How to complete this task:
Print each entry again exactly as written, and keep the pictures out.

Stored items
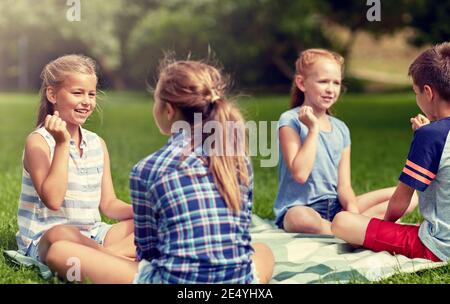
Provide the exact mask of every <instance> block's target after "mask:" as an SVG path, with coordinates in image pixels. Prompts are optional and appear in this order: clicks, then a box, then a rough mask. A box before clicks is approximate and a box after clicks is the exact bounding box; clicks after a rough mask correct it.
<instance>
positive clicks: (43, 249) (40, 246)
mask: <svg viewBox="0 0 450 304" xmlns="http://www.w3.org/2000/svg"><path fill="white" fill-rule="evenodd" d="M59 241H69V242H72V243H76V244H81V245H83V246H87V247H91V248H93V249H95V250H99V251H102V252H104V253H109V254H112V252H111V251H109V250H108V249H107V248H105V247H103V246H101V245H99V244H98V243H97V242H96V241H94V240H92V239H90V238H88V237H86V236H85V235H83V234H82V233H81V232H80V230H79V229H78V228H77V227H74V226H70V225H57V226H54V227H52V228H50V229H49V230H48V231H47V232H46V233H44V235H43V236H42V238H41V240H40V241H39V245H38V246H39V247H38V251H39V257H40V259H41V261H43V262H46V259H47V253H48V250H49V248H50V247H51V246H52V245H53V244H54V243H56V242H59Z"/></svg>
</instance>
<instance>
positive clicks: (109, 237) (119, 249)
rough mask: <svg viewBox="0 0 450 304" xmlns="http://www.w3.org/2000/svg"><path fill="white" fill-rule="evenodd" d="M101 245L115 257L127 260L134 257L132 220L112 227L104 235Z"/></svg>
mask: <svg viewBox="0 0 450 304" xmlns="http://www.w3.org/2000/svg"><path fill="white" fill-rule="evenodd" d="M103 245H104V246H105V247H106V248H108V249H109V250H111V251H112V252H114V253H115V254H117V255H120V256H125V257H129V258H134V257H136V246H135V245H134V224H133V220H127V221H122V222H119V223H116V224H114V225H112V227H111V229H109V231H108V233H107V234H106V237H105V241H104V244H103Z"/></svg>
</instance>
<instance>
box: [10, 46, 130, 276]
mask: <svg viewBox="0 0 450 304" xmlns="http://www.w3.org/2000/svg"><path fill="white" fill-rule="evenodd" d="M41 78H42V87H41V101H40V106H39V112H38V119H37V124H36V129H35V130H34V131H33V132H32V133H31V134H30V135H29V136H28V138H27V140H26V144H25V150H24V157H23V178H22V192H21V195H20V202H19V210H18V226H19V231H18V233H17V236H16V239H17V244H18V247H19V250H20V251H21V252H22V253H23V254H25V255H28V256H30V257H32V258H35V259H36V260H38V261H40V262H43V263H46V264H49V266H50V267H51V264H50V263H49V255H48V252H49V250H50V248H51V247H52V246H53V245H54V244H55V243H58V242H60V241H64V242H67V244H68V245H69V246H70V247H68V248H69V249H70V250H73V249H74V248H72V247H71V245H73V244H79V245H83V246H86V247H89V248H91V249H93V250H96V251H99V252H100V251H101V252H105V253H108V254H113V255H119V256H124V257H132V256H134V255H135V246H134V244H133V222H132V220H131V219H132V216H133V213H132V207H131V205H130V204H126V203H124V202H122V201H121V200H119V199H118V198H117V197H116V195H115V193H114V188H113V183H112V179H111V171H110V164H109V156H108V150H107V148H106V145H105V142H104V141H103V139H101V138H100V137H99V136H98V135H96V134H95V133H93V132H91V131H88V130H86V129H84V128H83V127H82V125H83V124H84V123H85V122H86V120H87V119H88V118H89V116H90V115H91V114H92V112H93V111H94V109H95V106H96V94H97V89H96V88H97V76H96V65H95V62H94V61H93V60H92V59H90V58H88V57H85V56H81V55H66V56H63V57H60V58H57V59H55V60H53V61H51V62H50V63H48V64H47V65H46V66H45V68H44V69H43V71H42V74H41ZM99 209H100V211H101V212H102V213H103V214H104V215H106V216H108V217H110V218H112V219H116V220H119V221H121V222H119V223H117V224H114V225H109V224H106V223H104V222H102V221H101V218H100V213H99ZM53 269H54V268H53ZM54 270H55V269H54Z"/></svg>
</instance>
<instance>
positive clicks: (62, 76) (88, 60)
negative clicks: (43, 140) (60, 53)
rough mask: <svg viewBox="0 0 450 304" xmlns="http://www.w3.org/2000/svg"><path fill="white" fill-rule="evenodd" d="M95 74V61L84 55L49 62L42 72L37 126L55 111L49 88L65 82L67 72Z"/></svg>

Written reply:
Provide the exact mask of every <instance> block's target after "mask:" as an SVG path, with coordinates in image pixels. Prompts are optional and appear in this order: clicks, then a box, then a rough mask. A box before clicks is approximate and a box after clicks is the exact bounding box; clicks after a rough mask correct it.
<instance>
positive clicks: (43, 249) (40, 246)
mask: <svg viewBox="0 0 450 304" xmlns="http://www.w3.org/2000/svg"><path fill="white" fill-rule="evenodd" d="M59 241H69V242H72V243H76V244H81V245H83V246H87V247H91V248H93V249H95V250H99V251H102V252H104V253H109V254H112V252H111V251H109V250H108V249H107V248H105V247H103V246H101V245H99V244H98V243H97V242H96V241H94V240H92V239H90V238H88V237H86V236H85V235H83V234H82V233H81V232H80V230H79V229H78V228H77V227H74V226H70V225H57V226H54V227H52V228H50V229H49V230H48V231H47V232H46V233H44V235H43V236H42V238H41V240H40V241H39V245H38V246H39V247H38V251H39V257H40V259H41V261H43V262H46V259H47V253H48V250H49V248H50V247H51V246H52V245H53V244H54V243H56V242H59Z"/></svg>
</instance>
<instance>
positive clicks: (109, 237) (119, 249)
rough mask: <svg viewBox="0 0 450 304" xmlns="http://www.w3.org/2000/svg"><path fill="white" fill-rule="evenodd" d="M101 245L115 257L127 260L134 257L132 220L112 227L104 235Z"/></svg>
mask: <svg viewBox="0 0 450 304" xmlns="http://www.w3.org/2000/svg"><path fill="white" fill-rule="evenodd" d="M103 245H104V246H105V247H106V248H108V249H109V250H111V251H112V252H114V253H115V254H117V255H120V256H125V257H129V258H134V257H136V246H135V245H134V224H133V220H127V221H122V222H119V223H116V224H114V225H112V227H111V229H109V231H108V233H107V234H106V237H105V241H104V244H103Z"/></svg>
</instance>
<instance>
box: [10, 46, 130, 276]
mask: <svg viewBox="0 0 450 304" xmlns="http://www.w3.org/2000/svg"><path fill="white" fill-rule="evenodd" d="M41 78H42V87H41V101H40V106H39V112H38V119H37V124H36V129H35V130H34V131H33V132H32V133H31V134H30V135H29V136H28V138H27V140H26V144H25V150H24V157H23V178H22V192H21V195H20V202H19V210H18V226H19V231H18V233H17V236H16V239H17V244H18V247H19V250H20V251H21V252H22V253H23V254H25V255H28V256H30V257H32V258H35V259H36V260H38V261H40V262H43V263H46V264H49V266H50V267H51V264H50V263H49V255H48V252H49V250H50V248H51V247H52V246H53V245H54V244H55V243H58V242H60V241H64V242H67V244H68V245H69V246H70V247H68V248H69V249H70V250H73V249H74V248H72V247H71V245H73V244H79V245H83V246H86V247H89V248H91V249H93V250H96V251H99V252H100V251H101V252H105V253H108V254H113V255H119V256H124V257H132V256H134V255H135V246H134V244H133V222H132V220H131V219H132V216H133V213H132V207H131V205H130V204H126V203H124V202H122V201H121V200H119V199H118V198H117V197H116V195H115V193H114V188H113V183H112V179H111V171H110V164H109V156H108V150H107V148H106V145H105V142H104V141H103V139H101V138H100V137H99V136H98V135H96V134H95V133H93V132H91V131H88V130H86V129H84V128H83V127H82V125H83V124H84V123H85V122H86V120H87V119H88V118H89V116H90V115H91V114H92V112H93V111H94V109H95V106H96V94H97V89H96V88H97V76H96V65H95V62H94V61H93V60H92V59H90V58H88V57H85V56H81V55H66V56H63V57H60V58H57V59H55V60H53V61H51V62H50V63H48V64H47V65H46V66H45V68H44V69H43V71H42V74H41ZM99 209H100V211H101V212H102V213H103V214H104V215H106V216H108V217H110V218H112V219H116V220H119V221H121V222H119V223H117V224H114V225H109V224H106V223H104V222H102V221H101V218H100V213H99ZM53 269H54V268H53ZM54 270H55V269H54Z"/></svg>
</instance>
<instance>
positive clicks: (62, 76) (88, 60)
negative clicks: (43, 140) (60, 53)
rough mask: <svg viewBox="0 0 450 304" xmlns="http://www.w3.org/2000/svg"><path fill="white" fill-rule="evenodd" d="M95 74V61L84 55L49 62L42 72L37 126L55 111L49 88L65 82L67 72Z"/></svg>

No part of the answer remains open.